_Work to complete_
Each entry below should be retyped exactly, with nothing omitted.

_Records for processing_
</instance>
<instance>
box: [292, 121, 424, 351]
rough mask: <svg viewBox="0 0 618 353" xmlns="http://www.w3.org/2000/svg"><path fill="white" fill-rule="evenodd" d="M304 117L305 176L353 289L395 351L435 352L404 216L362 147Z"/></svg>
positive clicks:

_Final answer_
</instance>
<instance>
box: [292, 121, 424, 351]
rough mask: <svg viewBox="0 0 618 353" xmlns="http://www.w3.org/2000/svg"><path fill="white" fill-rule="evenodd" d="M304 117L305 176L353 289L395 351L435 352L404 216L362 147Z"/></svg>
positive clicks:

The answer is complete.